- [Problem requirements]
For every record that follows, transcribe the text exactly and leave any image out.

- [Data supplied]
Content starts

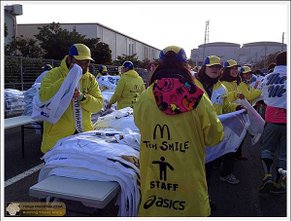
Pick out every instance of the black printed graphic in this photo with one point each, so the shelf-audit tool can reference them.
(162, 129)
(163, 168)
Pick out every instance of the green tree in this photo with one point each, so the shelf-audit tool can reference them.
(20, 46)
(5, 31)
(57, 41)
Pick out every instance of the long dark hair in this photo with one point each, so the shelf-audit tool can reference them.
(170, 68)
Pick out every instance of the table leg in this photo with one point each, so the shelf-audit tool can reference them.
(22, 140)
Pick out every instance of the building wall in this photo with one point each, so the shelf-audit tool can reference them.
(249, 53)
(118, 43)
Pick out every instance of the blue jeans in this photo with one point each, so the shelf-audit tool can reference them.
(274, 137)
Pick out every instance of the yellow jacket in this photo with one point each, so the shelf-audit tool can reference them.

Content ends

- [Solution to the problem]
Pick out every instance of the black printed graphic in this photo with one point each, so the shelf-audit tool can reference them.
(162, 129)
(163, 168)
Pick out every instance of the green tree in this photo with one point each, so the shelf-audit tool can reference them.
(20, 46)
(5, 31)
(57, 41)
Pick out every instance of the long dark hair in this photo with one point each, so the shelf-audit tool can reference them.
(170, 68)
Pick out every instance of the table leg in this photo with one point each, so the shelf-audit tool can reference them.
(22, 140)
Pick out every instance of the building wall in this photo with one point each, so the shelf-audit tool can reference them.
(249, 53)
(118, 43)
Pick out every instance of the blue jeans in this photo with one point each, so the shelf-audit tool can reference them.
(274, 137)
Pick out every instance of the yellow jacket in this photo with one point each, so the shelf-audit tool can reference them.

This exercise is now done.